_What you will do_
Start at the line in the entries below that contains "box: [324, 387, 387, 414]", stop at the line that contains "positive clicks: (81, 395)", and output exactly the lines in that span, both ends included.

Records shown below:

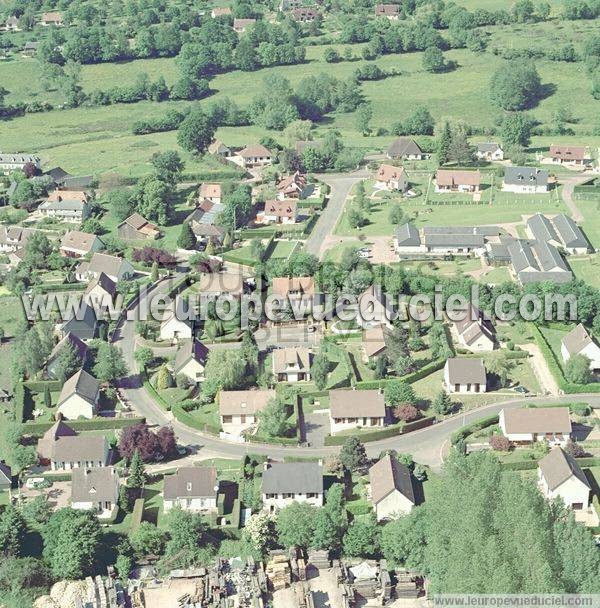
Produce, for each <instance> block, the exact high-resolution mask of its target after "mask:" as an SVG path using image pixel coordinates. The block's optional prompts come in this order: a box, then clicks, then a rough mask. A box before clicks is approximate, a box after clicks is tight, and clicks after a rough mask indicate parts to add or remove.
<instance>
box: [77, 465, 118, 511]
mask: <svg viewBox="0 0 600 608" xmlns="http://www.w3.org/2000/svg"><path fill="white" fill-rule="evenodd" d="M118 479H119V476H118V474H117V472H116V470H115V469H114V467H96V468H93V469H87V468H84V467H81V468H78V469H73V472H72V478H71V502H94V503H98V502H111V503H113V505H114V503H116V501H117V499H118V497H119V483H118Z"/></svg>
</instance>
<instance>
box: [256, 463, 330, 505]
mask: <svg viewBox="0 0 600 608" xmlns="http://www.w3.org/2000/svg"><path fill="white" fill-rule="evenodd" d="M265 467H266V468H265V470H264V471H263V476H262V499H263V509H265V510H268V511H270V512H274V511H276V510H278V509H283V508H284V507H287V506H288V505H290V504H292V503H293V502H307V503H309V504H311V505H314V506H315V507H322V506H323V495H324V490H323V465H322V464H321V462H286V463H273V464H265Z"/></svg>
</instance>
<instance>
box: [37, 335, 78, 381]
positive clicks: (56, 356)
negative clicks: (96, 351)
mask: <svg viewBox="0 0 600 608" xmlns="http://www.w3.org/2000/svg"><path fill="white" fill-rule="evenodd" d="M63 348H72V349H73V350H74V351H75V354H76V355H77V357H78V359H79V360H80V361H81V365H82V366H83V365H84V363H85V361H86V359H87V355H88V347H87V344H86V343H85V342H84V341H83V340H81V339H80V338H78V337H77V336H76V335H74V334H72V333H67V334H66V335H65V337H64V338H63V339H62V340H60V342H58V343H57V344H56V346H55V347H54V348H53V349H52V352H51V353H50V355H49V356H48V359H47V360H46V375H47V376H49V377H50V378H54V379H57V378H58V376H57V373H58V369H57V368H58V364H59V362H60V358H59V355H60V353H61V351H62V349H63Z"/></svg>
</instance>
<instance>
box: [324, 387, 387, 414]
mask: <svg viewBox="0 0 600 608" xmlns="http://www.w3.org/2000/svg"><path fill="white" fill-rule="evenodd" d="M329 410H330V412H331V417H332V418H357V417H360V416H364V417H367V418H385V400H384V398H383V393H380V392H379V391H378V390H370V391H357V390H334V391H329Z"/></svg>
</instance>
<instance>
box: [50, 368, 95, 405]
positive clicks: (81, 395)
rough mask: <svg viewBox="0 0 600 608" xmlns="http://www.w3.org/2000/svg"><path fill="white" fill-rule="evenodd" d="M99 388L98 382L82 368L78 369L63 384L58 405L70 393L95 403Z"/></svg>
mask: <svg viewBox="0 0 600 608" xmlns="http://www.w3.org/2000/svg"><path fill="white" fill-rule="evenodd" d="M99 389H100V382H99V381H98V380H96V378H94V376H92V375H91V374H88V373H87V372H86V371H85V370H84V369H80V370H79V371H78V372H76V373H74V374H73V375H72V376H71V377H70V378H69V379H68V380H67V381H66V382H65V383H64V384H63V387H62V390H61V391H60V396H59V398H58V405H60V404H61V403H63V402H64V401H66V400H67V399H68V398H69V397H71V395H79V396H80V397H81V398H82V399H85V400H86V401H89V402H90V403H96V397H97V396H98V390H99Z"/></svg>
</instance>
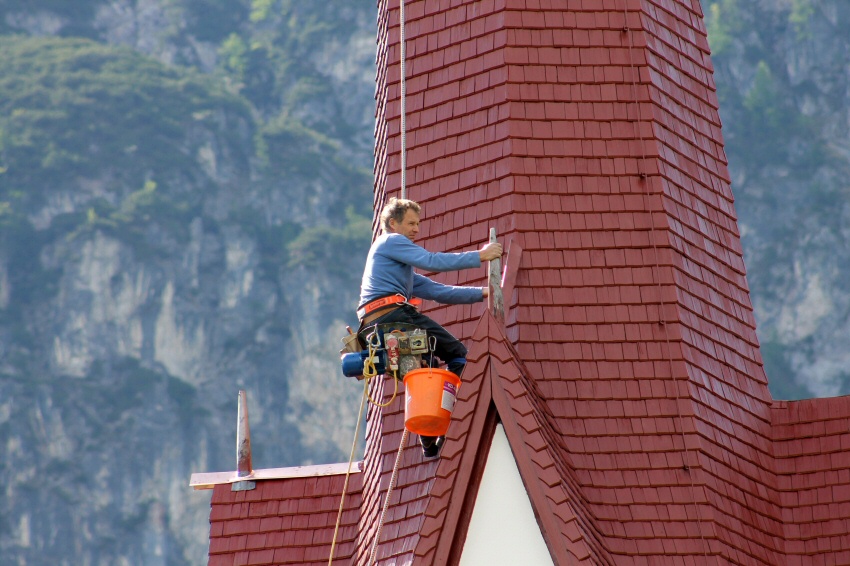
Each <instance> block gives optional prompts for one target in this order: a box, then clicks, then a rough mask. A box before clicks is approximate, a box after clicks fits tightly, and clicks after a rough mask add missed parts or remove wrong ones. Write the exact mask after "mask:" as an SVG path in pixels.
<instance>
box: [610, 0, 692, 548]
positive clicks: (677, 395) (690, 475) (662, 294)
mask: <svg viewBox="0 0 850 566" xmlns="http://www.w3.org/2000/svg"><path fill="white" fill-rule="evenodd" d="M628 2H629V0H623V20H624V21H623V32H624V33H625V34H626V35H627V36H628V39H629V44H628V48H629V67H630V70H631V79H632V81H631V82H632V100H633V101H634V106H635V110H636V113H637V117H636V120H635V122H634V124H635V132H636V133H637V138H638V143H639V144H640V151H641V156H640V160H639V162H638V163H639V167H638V177H639V178H640V180H641V181H642V182H643V183H645V190H644V192H643V200H644V207H645V208H646V210H647V211H648V212H649V231H650V238H651V240H652V252H653V256H654V262H655V264H654V265H653V273H654V278H655V283H656V285H657V287H658V302H659V307H658V308H659V312H658V324H659V325H661V327H662V328H663V329H664V342H665V346H666V347H667V364H668V367H669V369H670V377H671V378H673V380H674V388H673V389H674V394H675V396H676V417H677V419H676V420H677V421H678V423H679V433H680V435H681V437H682V453H683V457H682V460H683V465H682V468H683V469H684V471H685V472H686V473H687V474H688V477H689V479H690V491H691V500H692V501H693V505H694V511H695V512H696V520H697V526H698V528H699V535H700V539H701V540H702V548H703V556H705V557H706V558H708V543H707V541H706V540H705V534H704V532H703V528H702V518H701V513H700V510H699V505H698V504H697V500H696V484H695V483H694V476H693V474H692V473H691V466H690V464H689V462H690V461H691V459H692V455H691V450H690V449H689V448H688V444H687V441H686V437H685V427H684V424H683V423H684V419H683V417H682V408H681V404H680V397H679V383H678V382H679V380H678V379H677V378H676V375H675V373H674V371H673V353H672V350H671V344H670V329H669V328H668V326H667V321H666V320H665V319H664V311H665V310H666V308H667V304H666V302H665V301H664V292H663V291H664V290H663V286H662V285H661V261H660V259H659V255H658V242H657V241H656V239H655V234H656V226H655V215H654V214H653V211H652V210H651V209H650V206H649V205H650V202H651V195H650V190H651V187H650V183H649V180H648V179H649V176H648V174H647V172H646V141H645V140H644V138H643V132H642V131H641V125H642V123H643V116H642V112H641V109H640V102H639V101H638V89H637V75H636V72H635V62H634V56H633V54H632V51H633V49H634V40H633V37H632V30H631V29H630V28H629V7H628ZM661 204H662V207H661V209H662V211H663V210H664V203H663V200H662V203H661Z"/></svg>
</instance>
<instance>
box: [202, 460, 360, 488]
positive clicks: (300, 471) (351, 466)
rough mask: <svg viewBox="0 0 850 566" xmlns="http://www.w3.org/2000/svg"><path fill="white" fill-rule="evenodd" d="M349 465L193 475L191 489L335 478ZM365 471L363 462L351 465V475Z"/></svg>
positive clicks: (267, 469) (345, 469)
mask: <svg viewBox="0 0 850 566" xmlns="http://www.w3.org/2000/svg"><path fill="white" fill-rule="evenodd" d="M347 468H348V464H347V463H345V462H343V463H341V464H320V465H316V466H295V467H292V468H269V469H265V470H254V472H253V473H252V474H251V475H250V476H247V477H246V476H241V477H240V476H239V475H237V473H236V472H235V471H234V472H204V473H197V474H192V477H191V479H190V480H189V487H192V488H194V489H196V490H202V489H213V488H214V487H215V486H217V485H223V484H229V483H236V482H244V481H246V480H248V481H252V482H256V481H263V480H282V479H292V478H306V477H317V476H335V475H341V474H344V473H346V471H348V470H347ZM362 471H363V462H354V463H352V464H351V473H352V474H354V473H357V472H362Z"/></svg>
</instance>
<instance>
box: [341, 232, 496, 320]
mask: <svg viewBox="0 0 850 566" xmlns="http://www.w3.org/2000/svg"><path fill="white" fill-rule="evenodd" d="M480 265H481V258H480V256H479V255H478V252H477V251H471V252H461V253H432V252H429V251H427V250H425V249H424V248H422V247H421V246H417V245H416V244H414V243H413V242H411V241H410V240H409V239H408V238H407V237H406V236H403V235H401V234H395V233H389V234H383V235H382V236H380V237H379V238H378V239H376V240H375V242H374V243H373V244H372V248H371V249H370V250H369V256H368V257H367V258H366V268H365V270H364V271H363V282H362V283H361V285H360V304H359V305H358V308H360V307H362V306H363V305H365V304H366V303H369V302H371V301H374V300H375V299H380V298H381V297H387V296H389V295H395V294H400V295H404V296H405V297H406V298H407V299H410V298H412V297H420V298H422V299H428V300H432V301H437V302H438V303H445V304H468V303H477V302H479V301H482V300H484V296H483V294H482V292H481V289H480V288H479V287H454V286H451V285H443V284H442V283H437V282H436V281H431V280H430V279H428V278H427V277H425V276H424V275H420V274H418V273H414V271H413V268H414V267H418V268H419V269H424V270H427V271H436V272H443V271H457V270H460V269H469V268H472V267H479V266H480Z"/></svg>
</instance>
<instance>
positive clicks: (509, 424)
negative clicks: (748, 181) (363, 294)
mask: <svg viewBox="0 0 850 566" xmlns="http://www.w3.org/2000/svg"><path fill="white" fill-rule="evenodd" d="M405 6H406V9H407V22H408V23H407V27H406V31H407V42H408V43H407V45H408V60H407V69H408V70H407V75H406V76H407V77H408V83H407V88H408V91H407V92H408V114H407V140H408V147H409V149H408V151H409V155H408V171H407V186H408V197H409V198H412V199H415V200H417V201H419V202H420V203H421V204H422V205H423V223H422V231H421V233H420V237H421V239H422V242H421V243H422V244H423V245H424V246H425V247H426V248H427V249H430V250H435V251H436V250H441V251H460V250H470V249H475V248H477V247H479V246H480V245H481V244H483V243H484V242H485V241H486V240H487V234H488V230H489V228H490V227H495V228H496V229H497V231H498V233H499V235H500V239H501V240H502V241H503V242H505V243H506V244H507V246H506V247H509V248H510V250H511V251H510V253H509V254H508V256H507V258H506V262H507V270H508V271H507V273H506V276H505V307H506V315H505V321H504V323H503V322H502V321H497V320H496V319H494V318H493V317H492V316H491V315H490V314H489V313H487V312H486V310H485V306H484V305H481V304H478V305H467V306H437V305H432V304H426V305H425V306H424V310H425V311H426V312H427V313H428V314H429V315H431V316H433V317H434V318H435V319H437V320H439V321H440V322H442V323H444V324H445V325H446V326H447V328H448V329H449V330H450V331H452V332H453V333H454V334H455V335H457V336H459V337H460V338H462V339H464V340H465V341H466V342H467V343H468V344H469V346H470V354H469V365H468V366H467V368H466V371H465V372H464V376H463V379H464V384H463V385H462V387H461V389H460V393H459V401H458V404H457V406H456V409H455V414H454V417H453V422H452V425H451V428H450V429H449V433H448V435H447V438H448V439H447V442H446V445H445V447H444V448H443V452H442V456H441V458H440V459H439V460H423V459H422V456H421V451H420V450H419V448H418V446H416V440H415V437H413V438H411V439H409V440H408V443H407V446H406V447H403V448H402V451H401V460H400V461H399V471H398V474H397V485H396V487H395V490H394V491H393V495H392V498H391V499H390V502H389V512H388V514H387V516H386V518H385V521H384V522H383V524H381V523H380V521H379V517H380V514H381V506H382V504H383V496H384V494H385V493H386V491H387V487H388V485H389V483H390V478H391V476H392V473H393V467H394V463H395V461H396V454H397V451H398V449H399V444H400V441H401V439H402V437H403V433H402V431H403V421H404V414H403V403H402V402H401V400H400V399H397V400H395V401H393V402H392V403H391V404H390V405H389V406H388V407H387V408H385V409H381V410H376V409H374V408H372V409H370V413H369V415H368V427H367V433H366V442H367V445H366V453H365V459H364V467H363V470H364V471H363V473H362V480H360V481H361V483H359V484H358V486H362V489H361V490H360V491H358V495H359V498H360V499H359V500H358V501H359V502H360V507H359V515H358V516H357V519H356V520H357V525H356V533H357V534H356V539H351V540H353V542H352V544H353V549H352V550H350V552H349V551H346V553H345V554H344V555H345V556H346V557H348V559H350V561H351V563H353V564H368V563H369V561H370V555H371V553H372V550H373V547H374V550H375V553H376V556H377V559H378V561H379V563H399V564H401V563H404V564H407V563H416V564H430V563H439V564H443V563H456V562H457V561H458V559H459V557H460V553H461V550H462V548H463V542H464V539H465V537H466V526H467V525H468V522H469V517H470V516H471V513H472V509H473V507H474V505H475V498H476V495H477V486H478V482H479V481H480V478H481V474H482V471H481V469H482V465H483V462H484V461H485V460H486V456H487V451H488V449H489V446H490V440H491V438H492V434H493V430H494V428H495V423H496V421H497V420H500V421H501V422H502V423H503V425H504V429H505V432H506V435H507V437H508V440H509V442H510V445H511V448H512V450H513V454H514V456H515V458H516V461H517V466H518V469H519V471H520V474H521V476H522V479H523V481H524V483H525V486H526V489H527V491H528V495H529V500H530V501H531V503H532V507H533V509H534V512H535V514H536V517H537V519H538V523H539V526H540V529H541V532H542V534H543V537H544V540H545V542H546V544H547V546H548V548H549V551H550V552H551V554H552V557H553V559H554V561H555V563H556V564H574V563H588V564H617V565H628V564H635V565H638V564H659V563H663V564H682V563H695V564H702V563H716V562H723V563H730V564H741V565H751V564H764V565H772V564H785V563H788V564H807V563H811V561H817V560H820V561H822V562H829V561H834V562H842V561H844V562H847V561H848V560H850V536H848V535H850V521H848V519H846V517H848V514H847V510H848V505H850V457H847V455H846V452H847V449H848V448H850V401H848V400H847V399H831V400H810V401H801V402H774V401H773V400H772V399H771V397H770V394H769V392H768V389H767V378H766V376H765V374H764V370H763V367H762V360H761V355H760V353H759V350H758V341H757V338H756V334H755V320H754V316H753V309H752V306H751V303H750V298H749V292H748V289H747V284H746V279H745V268H744V262H743V258H742V250H741V244H740V237H739V234H738V228H737V221H736V217H735V212H734V206H733V197H732V192H731V188H730V182H729V174H728V170H727V167H726V159H725V155H724V153H723V143H722V137H721V134H720V120H719V116H718V112H717V106H718V102H717V96H716V93H715V87H714V83H713V78H712V68H711V62H710V57H709V49H708V44H707V41H706V33H705V25H704V23H703V19H702V13H701V8H700V5H699V3H698V1H697V0H599V1H587V0H583V1H580V0H474V1H473V0H451V1H450V0H434V1H431V0H428V1H422V0H418V1H408V2H406V4H405ZM379 14H380V16H379V21H378V88H377V122H376V148H377V149H376V161H375V178H376V191H375V195H376V196H375V199H376V205H377V207H380V206H381V204H382V203H383V202H384V201H385V199H386V198H387V197H388V196H392V195H398V193H399V189H400V185H401V182H400V179H401V177H400V158H399V155H400V115H399V91H400V88H399V81H398V79H397V77H398V76H399V27H398V2H397V1H396V2H392V3H389V2H388V0H381V1H380V2H379ZM484 271H485V270H484V269H480V270H467V271H463V272H455V273H448V274H438V275H435V276H434V277H435V278H436V279H437V280H439V281H442V282H444V283H449V284H461V285H483V284H484V282H485V272H484ZM384 386H385V384H379V383H376V384H375V386H374V388H373V391H372V395H373V397H376V396H378V397H382V398H383V399H386V400H389V396H390V394H391V392H390V391H385V390H383V387H384ZM286 481H291V480H286ZM222 496H223V495H222ZM295 499H296V500H297V501H298V502H299V506H300V505H301V504H302V503H301V501H302V499H301V498H300V497H296V498H295ZM313 503H315V501H314V502H313ZM337 503H338V499H337ZM304 505H305V506H304V509H303V512H304V513H310V512H311V509H312V506H311V505H312V504H304ZM214 510H215V506H214ZM352 520H353V519H352ZM320 523H321V524H320ZM317 528H319V529H323V528H325V523H323V522H322V521H318V522H317ZM346 532H347V533H349V534H347V535H346V536H348V537H351V536H354V535H352V534H351V532H350V531H346ZM379 535H380V537H379V538H378V536H379ZM376 539H378V540H377V544H375V543H376ZM315 540H317V541H321V540H323V539H322V537H321V536H319V537H318V538H316V539H315ZM845 558H848V560H845Z"/></svg>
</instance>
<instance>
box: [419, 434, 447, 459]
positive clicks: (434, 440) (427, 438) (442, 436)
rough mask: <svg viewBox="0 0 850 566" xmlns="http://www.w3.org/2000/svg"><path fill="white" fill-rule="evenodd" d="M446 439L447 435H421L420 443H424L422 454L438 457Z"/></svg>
mask: <svg viewBox="0 0 850 566" xmlns="http://www.w3.org/2000/svg"><path fill="white" fill-rule="evenodd" d="M445 441H446V437H445V436H420V437H419V444H421V445H422V455H423V456H424V457H426V458H436V457H437V456H439V455H440V449H441V448H442V447H443V443H444V442H445Z"/></svg>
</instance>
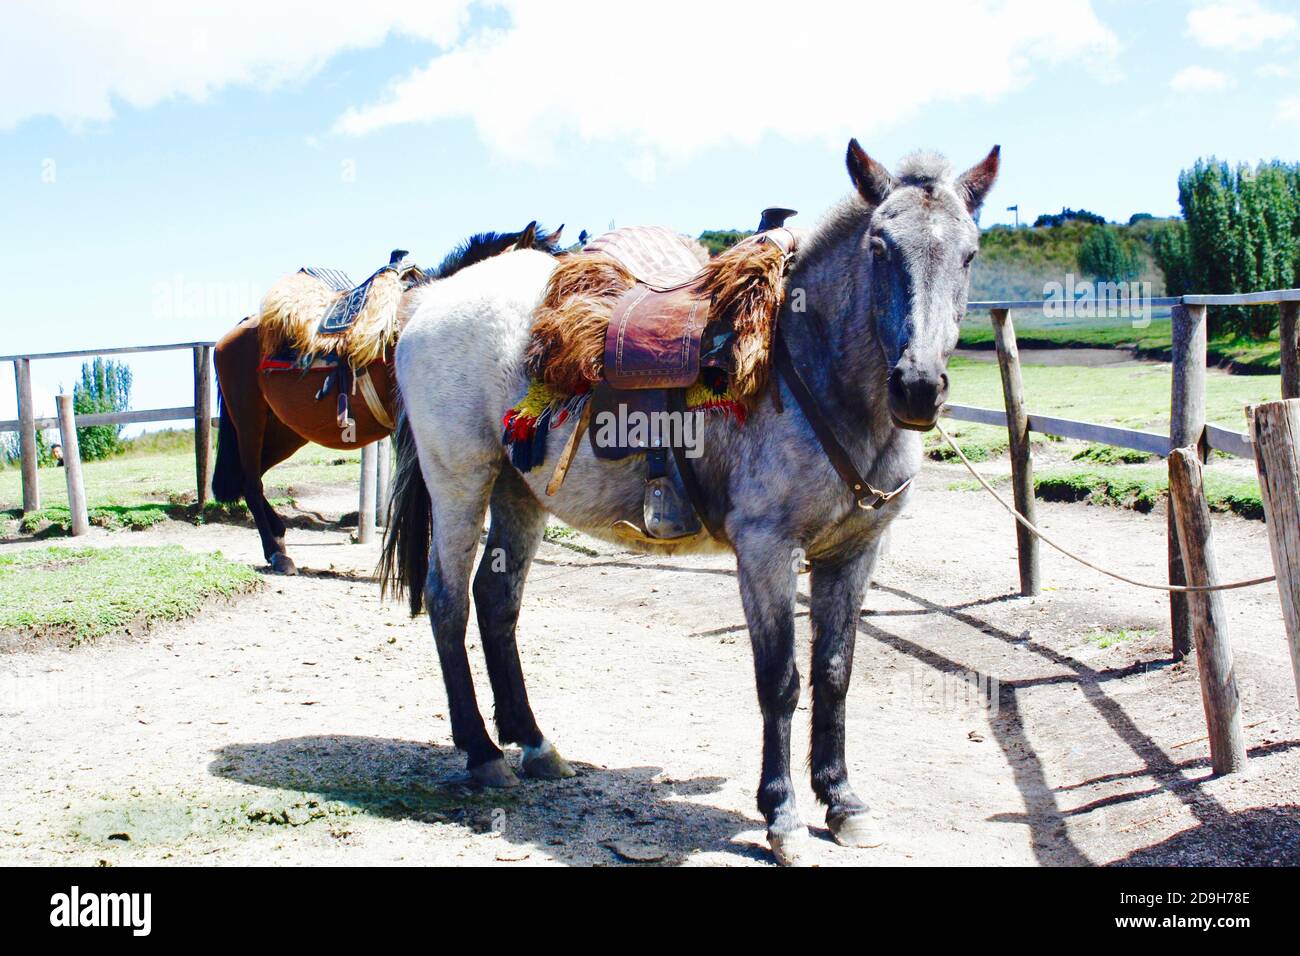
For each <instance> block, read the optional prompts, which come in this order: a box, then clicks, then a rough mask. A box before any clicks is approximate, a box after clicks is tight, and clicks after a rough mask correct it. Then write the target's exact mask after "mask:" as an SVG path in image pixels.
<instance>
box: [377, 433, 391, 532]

End of Records shown.

_Task solution_
box: [324, 387, 387, 414]
mask: <svg viewBox="0 0 600 608" xmlns="http://www.w3.org/2000/svg"><path fill="white" fill-rule="evenodd" d="M329 410H330V412H331V417H332V418H357V417H360V416H364V417H367V418H385V400H384V398H383V393H380V392H379V391H378V390H370V391H357V390H334V391H329Z"/></svg>
</instance>
<instance>
box: [50, 368, 95, 405]
positive clicks: (81, 395)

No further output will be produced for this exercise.